## GIVEN RECORDS
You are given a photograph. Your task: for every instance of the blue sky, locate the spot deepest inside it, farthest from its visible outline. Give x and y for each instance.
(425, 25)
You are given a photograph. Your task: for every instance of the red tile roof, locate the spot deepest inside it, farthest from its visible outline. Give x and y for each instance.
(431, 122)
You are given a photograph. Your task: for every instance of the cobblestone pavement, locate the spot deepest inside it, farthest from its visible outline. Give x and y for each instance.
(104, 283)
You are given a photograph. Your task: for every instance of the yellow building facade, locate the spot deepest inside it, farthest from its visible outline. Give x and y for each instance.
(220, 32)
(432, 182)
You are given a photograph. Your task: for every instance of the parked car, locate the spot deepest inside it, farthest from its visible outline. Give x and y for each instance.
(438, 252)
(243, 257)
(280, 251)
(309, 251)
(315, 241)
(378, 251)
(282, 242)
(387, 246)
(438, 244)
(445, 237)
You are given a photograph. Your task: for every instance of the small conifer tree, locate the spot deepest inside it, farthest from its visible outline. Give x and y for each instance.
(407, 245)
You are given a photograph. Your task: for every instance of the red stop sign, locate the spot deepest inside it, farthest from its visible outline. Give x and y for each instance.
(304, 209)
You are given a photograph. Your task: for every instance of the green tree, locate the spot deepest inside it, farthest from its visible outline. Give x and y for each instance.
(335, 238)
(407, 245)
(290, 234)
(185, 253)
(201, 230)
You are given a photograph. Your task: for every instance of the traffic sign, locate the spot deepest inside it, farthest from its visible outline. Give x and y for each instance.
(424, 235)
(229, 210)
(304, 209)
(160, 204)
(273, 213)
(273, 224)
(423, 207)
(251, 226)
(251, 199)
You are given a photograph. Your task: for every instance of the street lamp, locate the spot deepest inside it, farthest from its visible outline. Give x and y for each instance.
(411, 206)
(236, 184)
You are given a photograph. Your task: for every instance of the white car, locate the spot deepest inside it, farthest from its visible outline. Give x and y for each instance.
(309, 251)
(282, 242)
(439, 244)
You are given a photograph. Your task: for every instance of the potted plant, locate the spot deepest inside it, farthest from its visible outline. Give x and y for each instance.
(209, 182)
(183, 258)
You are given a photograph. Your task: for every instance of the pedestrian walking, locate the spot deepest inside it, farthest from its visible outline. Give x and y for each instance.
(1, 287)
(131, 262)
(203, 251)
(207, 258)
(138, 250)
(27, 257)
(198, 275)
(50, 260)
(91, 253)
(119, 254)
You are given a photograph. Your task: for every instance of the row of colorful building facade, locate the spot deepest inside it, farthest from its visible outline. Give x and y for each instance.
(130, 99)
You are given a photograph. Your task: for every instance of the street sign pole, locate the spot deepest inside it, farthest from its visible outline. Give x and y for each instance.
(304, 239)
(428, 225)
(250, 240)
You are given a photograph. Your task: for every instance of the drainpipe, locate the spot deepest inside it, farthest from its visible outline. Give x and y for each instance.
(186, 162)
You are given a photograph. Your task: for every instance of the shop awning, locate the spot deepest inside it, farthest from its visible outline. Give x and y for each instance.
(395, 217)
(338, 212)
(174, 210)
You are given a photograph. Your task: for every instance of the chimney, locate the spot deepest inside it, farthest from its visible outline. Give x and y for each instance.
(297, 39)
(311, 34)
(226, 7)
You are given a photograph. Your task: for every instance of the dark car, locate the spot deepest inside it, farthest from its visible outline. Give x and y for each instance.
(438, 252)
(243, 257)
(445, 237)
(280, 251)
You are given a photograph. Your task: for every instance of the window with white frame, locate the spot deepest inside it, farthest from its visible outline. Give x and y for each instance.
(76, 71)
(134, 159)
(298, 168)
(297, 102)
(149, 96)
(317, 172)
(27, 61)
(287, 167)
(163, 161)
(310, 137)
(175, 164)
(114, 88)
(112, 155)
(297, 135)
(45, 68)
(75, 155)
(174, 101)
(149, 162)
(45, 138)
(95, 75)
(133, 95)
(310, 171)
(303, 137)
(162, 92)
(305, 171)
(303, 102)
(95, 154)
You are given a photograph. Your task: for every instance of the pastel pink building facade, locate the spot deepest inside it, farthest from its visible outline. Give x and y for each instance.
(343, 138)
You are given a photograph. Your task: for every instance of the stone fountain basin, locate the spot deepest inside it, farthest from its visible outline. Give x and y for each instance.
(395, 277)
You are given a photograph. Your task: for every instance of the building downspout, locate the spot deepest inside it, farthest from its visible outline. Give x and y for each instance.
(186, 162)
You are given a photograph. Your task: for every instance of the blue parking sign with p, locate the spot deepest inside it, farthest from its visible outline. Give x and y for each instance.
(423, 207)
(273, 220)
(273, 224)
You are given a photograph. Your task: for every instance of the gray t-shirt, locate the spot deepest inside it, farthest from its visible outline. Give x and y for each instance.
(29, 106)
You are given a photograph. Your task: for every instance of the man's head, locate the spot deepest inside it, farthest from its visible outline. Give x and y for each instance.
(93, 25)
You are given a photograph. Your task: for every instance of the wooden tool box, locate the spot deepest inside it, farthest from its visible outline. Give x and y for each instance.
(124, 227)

## TASK DESCRIPTION
Convert the records above into a Markdown table with the columns "No." and "Line," one row per line, leaving out blank lines.

## SOLUTION TO THE PROBLEM
| No. | Line |
|---|---|
| 1 | You are given a photograph. Your task: for every instance of the blue sky, locate the spot deepest inside it, farthest from its visible outline. Give x and y for each instance. |
| 2 | (425, 25) |
| 3 | You are given a photograph. Your task: for every instance of the red tile roof, locate the spot deepest inside it, farthest from its visible outline. Give x and y for each instance. |
| 4 | (431, 122) |
| 5 | You are given a photograph. Your task: for every instance of the cobblestone pavement, locate the spot deepest inside it, farthest from its visible outline. Give x and y for each instance. |
| 6 | (104, 283) |
| 7 | You are given a photograph. Your task: for every instance of the yellow building facade, locate the spot deepest inside it, farthest from its visible outline. Give x and y for each instance. |
| 8 | (220, 32) |
| 9 | (432, 182) |
| 10 | You are given a photograph. Your task: for every instance of the parked car, locate the spot deepest inside it, farthest from its visible outline. Give x and y for each instance. |
| 11 | (438, 252) |
| 12 | (243, 257) |
| 13 | (280, 251) |
| 14 | (309, 251) |
| 15 | (315, 241) |
| 16 | (378, 251) |
| 17 | (282, 242) |
| 18 | (387, 246) |
| 19 | (438, 244) |
| 20 | (445, 237) |
| 21 | You are given a photograph. Your task: for every instance of the small conifer tree, locate the spot deepest inside it, farthest from its visible outline. Give x and y for each instance. |
| 22 | (407, 245) |
| 23 | You are given a photograph. Your task: for every instance of the red stop sign, locate the spot deepest inside it, farthest from its visible outline. Give x and y for each instance. |
| 24 | (304, 209) |
| 25 | You are given a photograph. Your task: for every instance of the green tree, locate the spot deepest inside it, farthest from its visible outline. Give x and y for each instance. |
| 26 | (335, 238) |
| 27 | (407, 245) |
| 28 | (290, 234) |
| 29 | (185, 253) |
| 30 | (201, 230) |
| 31 | You are given a photograph. Your task: for every instance of the traffic sign, locate the spot deepest inside it, farthest from its visible outline. Give x and y for each instance. |
| 32 | (424, 235) |
| 33 | (229, 210) |
| 34 | (304, 209) |
| 35 | (160, 204) |
| 36 | (273, 213) |
| 37 | (273, 224) |
| 38 | (423, 207) |
| 39 | (251, 226) |
| 40 | (251, 199) |
| 41 | You are given a photograph. Your task: for every instance of the street lamp, locate the spot deepest inside it, farthest from its visible outline. Give x and y for each instance. |
| 42 | (411, 206) |
| 43 | (236, 184) |
| 44 | You are given a photograph. Your task: for every instance of the white car, locate the spot deepest inside it, farthest from its visible outline. Give x and y for each instance. |
| 45 | (309, 251) |
| 46 | (282, 242) |
| 47 | (439, 244) |
| 48 | You are given a photograph. Your task: for every instance of the potted plant, locate the spot deepest inside it, farthest from its visible outline. Give x and y for each instance. |
| 49 | (209, 182) |
| 50 | (183, 258) |
| 51 | You are given a photograph. Your task: for every instance of the pedestrian walking, locate the spot deepest inside it, farthest from its visible outline. Give x and y for each instance. |
| 52 | (1, 287) |
| 53 | (131, 262) |
| 54 | (203, 251) |
| 55 | (207, 258) |
| 56 | (138, 250) |
| 57 | (27, 257) |
| 58 | (198, 275) |
| 59 | (50, 260) |
| 60 | (91, 253) |
| 61 | (119, 254) |
| 62 | You are given a photograph. Your task: for every instance of the row of colorful building facade, locate the spot deepest inside it, farthest from its visible outline. Give x and y for each instance. |
| 63 | (130, 99) |
| 64 | You are given a photograph. Your task: for every instance of the street sign pole, locate the spot deepest inside it, farthest from its visible outline. Give x and y for each instance. |
| 65 | (304, 239) |
| 66 | (428, 225) |
| 67 | (250, 240) |
| 68 | You are given a photograph. Your task: for every instance of the drainpipe, locate the spot deepest inside it, farthest from its visible outline. Give x and y for each instance. |
| 69 | (186, 162) |
| 70 | You are given a photograph. Your task: for every instance of the shop awning, locate the spot deepest inside it, farthest from its visible outline. Give x and y for each instance. |
| 71 | (395, 217) |
| 72 | (338, 212) |
| 73 | (174, 210) |
| 74 | You are given a photograph. Your task: for every instance of the chimney, locate the spot deepest inside it, farthest from its visible outline. Give x and y for each instance. |
| 75 | (297, 39) |
| 76 | (311, 34) |
| 77 | (226, 7) |
| 78 | You are given a photograph. Your task: for every instance of the dark car, locate the spot deepest inside it, farthest from its visible outline. Give x and y for each instance. |
| 79 | (438, 252) |
| 80 | (243, 257) |
| 81 | (445, 237) |
| 82 | (280, 251) |
| 83 | You are given a photograph. Your task: for every instance of the window with white frame, locate the spot deepest inside it, farthest from its visible outline. Give x and y for each instance. |
| 84 | (76, 71) |
| 85 | (134, 159) |
| 86 | (298, 168) |
| 87 | (297, 102) |
| 88 | (149, 96) |
| 89 | (317, 172) |
| 90 | (27, 61) |
| 91 | (287, 167) |
| 92 | (163, 161) |
| 93 | (310, 137) |
| 94 | (175, 164) |
| 95 | (114, 88) |
| 96 | (112, 155) |
| 97 | (297, 135) |
| 98 | (45, 68) |
| 99 | (75, 155) |
| 100 | (174, 101) |
| 101 | (149, 162) |
| 102 | (45, 138) |
| 103 | (95, 75) |
| 104 | (133, 95) |
| 105 | (310, 171) |
| 106 | (303, 137) |
| 107 | (162, 92) |
| 108 | (305, 171) |
| 109 | (303, 102) |
| 110 | (95, 154) |
| 111 | You are given a photograph. Your task: for every instance of the pastel pink building facade, locate the spot deepest inside it, farthest from its visible outline. Give x and y for each instance. |
| 112 | (343, 138) |
| 113 | You are given a photograph. Your task: for every instance of the stone fountain basin, locate the spot deepest inside it, farthest from its visible outline. Give x and y for each instance. |
| 114 | (395, 277) |
| 115 | You are given a photograph. Your task: for every instance of the building downspout, locate the spot deepest inside it, farthest from its visible outline. Give x and y for each instance. |
| 116 | (186, 162) |
| 117 | You are given a photograph. Your task: for every instance of the blue parking sign with p, locate the spot deepest inside it, farthest from its visible outline. Give x and y for each instance. |
| 118 | (423, 207) |
| 119 | (273, 220) |
| 120 | (273, 224) |
| 121 | You are given a photograph. Your task: for every instance of the gray t-shirt, locate the spot deepest inside it, farthest from its visible outline. Give x and y for each instance. |
| 122 | (29, 106) |
| 123 | You are given a photograph. Your task: for every instance of the man's head, locate the spot deepest inside it, farthest from its visible outline. Give x and y for each instance. |
| 124 | (93, 25) |
| 125 | You are given a photograph. Your task: for every instance of the wooden tool box, locate the spot deepest inside it, farthest from its visible outline. Give x and y for each instance. |
| 126 | (124, 227) |